> **JOB**:
Continue the passage on the Γ − ΣSFR model of clustered star formation, picking up after its last sentence.

As the collapse of the star forming cloud proceeds, its free-fall timescale decreases because density increases. Conversely, the Γ − ΣSFR model assumes a constant SFR over time (Eq. (22) in K12).

To derive the density threshold xcce (Sect. 2.7 in K12), it is assumed that the ISM velocity dispersion, σg, is constant regardless of the distance between the clumps. This is a reasonable approximation for the relative velocity between two molecular clouds. However, for the scale-free ISM within a given cloud, σg depends on distance, l, between the target cluster and the clump according to the Larson relations (e.g. Larson 1981; Heyer et al. 2009).

The Γ − ΣSFR model assumes that all molecular clouds are of the same mass (Eq. (35) in K12).

The Γ − ΣSFR model does not consider star cluster dynamics, which can eject a substantial fraction of young massive stars from clusters even during the first several Myr of the cluster’s existence (Perets & Šubr 2012; Oh et al. 2015; Wang et al. 2019), thus underestimating Γ.

Expulsion of the non-star forming gas is not considered here. Instead, it is assumed that most of the gas is consumed by star formation, which is not reproduced by many of the more recent star formation simulations (e.g. Colín et al. 2013; Gavagnin et al. 2017; González-Samaniego & Vazquez-Semadeni 2020).

In order to illustrate the strong dependence of the Γ − ΣSFR model on the assumptions, we consider a very simple model for star formation that agrees with most observational facts, yet leads to completely different results than the Γ − ΣSFR model. We stress that we use this as an illustration only and we do not intend to claim that star formation occurs according to this toy model. Rather, we argue that a radically different approach is needed to tackle the highly non-linear process of clustered star formation from a theoretical perspective. Considering that all stars form only at a density of x > xlim and that star formation occurs in gravitationally bound clusters if x > xcce, and in unbound associations if x < xcce. It means that γ(x) = 1 for x > xcce and 0 otherwise. We further assume that SFE(x) = 1/3 regardless of x (e.g. Geyer & Burkert 2001; Kroupa et al. 2001; Megeath et al. 2016; Banerjee & Kroupa 2017; Geen et al. 2018). From Eq. (1), these assumptions lead to Γ = 1 for galaxies with xcce < xlim, and Γ decreasing with xcce for xcce > xlim, with xcce = xlim at log10(ρISM [g cm−3]) ≈ −21.8 (taking aside the weaker dependence on Ω and Q, we note that xcce can be used as a proxy for ΣSFR). This model stands in a stark contrast to the Γ − ΣSFR model, where Γ ≈ 0.1 for galaxies with low xcce of ≈ 102, which increases with xcce towards ≈ 0.7.

> **Excerpts of pointing data**:

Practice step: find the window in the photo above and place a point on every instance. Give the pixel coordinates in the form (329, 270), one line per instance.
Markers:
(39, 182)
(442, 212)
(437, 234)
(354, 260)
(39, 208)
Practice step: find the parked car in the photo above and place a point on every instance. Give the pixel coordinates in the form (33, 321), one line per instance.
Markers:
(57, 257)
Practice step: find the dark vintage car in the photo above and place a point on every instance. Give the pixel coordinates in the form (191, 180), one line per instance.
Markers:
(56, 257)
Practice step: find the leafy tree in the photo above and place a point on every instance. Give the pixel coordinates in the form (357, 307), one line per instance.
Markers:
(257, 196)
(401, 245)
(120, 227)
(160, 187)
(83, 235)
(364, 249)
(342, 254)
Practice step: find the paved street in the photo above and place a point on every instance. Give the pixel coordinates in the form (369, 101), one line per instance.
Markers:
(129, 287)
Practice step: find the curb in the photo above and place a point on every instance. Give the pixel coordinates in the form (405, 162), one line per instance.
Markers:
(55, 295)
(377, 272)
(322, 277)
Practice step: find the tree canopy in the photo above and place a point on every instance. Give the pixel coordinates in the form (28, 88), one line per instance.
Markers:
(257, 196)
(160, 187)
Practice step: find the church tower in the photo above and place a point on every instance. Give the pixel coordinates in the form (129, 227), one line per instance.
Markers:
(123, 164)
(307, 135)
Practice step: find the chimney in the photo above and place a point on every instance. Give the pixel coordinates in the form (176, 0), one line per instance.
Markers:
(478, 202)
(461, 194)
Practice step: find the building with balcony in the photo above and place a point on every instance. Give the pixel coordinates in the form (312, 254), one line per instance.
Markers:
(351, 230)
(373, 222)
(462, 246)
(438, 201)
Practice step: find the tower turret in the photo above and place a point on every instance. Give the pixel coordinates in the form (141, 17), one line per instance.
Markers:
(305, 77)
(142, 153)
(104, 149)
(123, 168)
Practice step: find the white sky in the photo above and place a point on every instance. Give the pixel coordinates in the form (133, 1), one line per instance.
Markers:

> **TASK RESULT**:
By choosing different functional forms for γ(x) and SFE(x), neither of which are well constrained, it is easy to find an almost arbitrary dependence of Γ on xcce and, therefore, on ΣSFR. The extreme sensitivity on initial assumptions1 is caused by recursively substituting equations for one another, several of which are non-linear or contain terms of uncertain importance. This behaviour is typical for chaotic systems, which cannot be understood by linearising or simplifying relevant equations. Thus, redoing the analysis for the Γ − ΣSFR model in the same way will not yield more reliable results even if the aforementioned issues are resolved.

The above toy model illustrates that even minor changes in the assumptions of the Γ − ΣSFR model lead to drastically different outcomes, thus challenging the previously suggested theoretical result stating that in a Milky Way-like galaxy, most stars form in gravitationally unbound entities.

In the following, we have therefore adopted the opposite approach, namely, based on the assumption that all stars form in gravitationally bound embedded clusters (i.e. Γ = 1), we investigate the currently observed fraction of bound stars by dynamical N-body simulations. The assumption of Γ = 1 is motivated by observational surveys of pre-main sequence stars in molecular clouds (e.g. Lada et al. 1991; Megeath et al. 2016; Joncour et al. 2018), the distribution functions of binary stars in the Galactic field in comparison to star forming regions (e.g. Reipurth & Zinnecker 1993; Leinert et al. 1993; Kroupa 1995b), and the general argument that a star forming molecular cloud core is observed to always contain significantly more gas than the weight of a single late-type star (Alves et al. 2007; Goodwin et al. 2008). We refer to the present model as the Γ-1 model to distinguish it from the Γ − ΣSFR model.

Further assumptions of the Γ-1 model are that the clusters are initially compact (half-mass radii rh of ≲1 pc for clusters of mass Mecl ≲ 104M). The initial cluster mass function is a power-law (Eq. (4)), whose slope and upper mass limit follows from the galactic star formation rate, as obtained from IGIMF theory (Kroupa & Weidner 2003). The clusters form with SFE = 1/3, and they expel their non-star-forming gas on the timescale of rh/10 km s−1 ≈ 0.05 Myr at the cluster age of 0.6 Myr.

The particular values of the parameters in the Γ-1 model might be adjusted in the future when more accurate observational data become available. This iteration could provide another constraint on the birth properties of star clusters.

3. Model description and numerical method

3.1. Model description

The main results of this article are based on the models presented in Sect. 3.1.1 and correspond to the most probable initial conditions for embedded star clusters (standard models). To assess the dependence on the particular choice of initial assumptions, we compute additional models to investigate the influence of the initial cluster radius, the SFE, and primordial mass segregation (Sect. 3.1.2).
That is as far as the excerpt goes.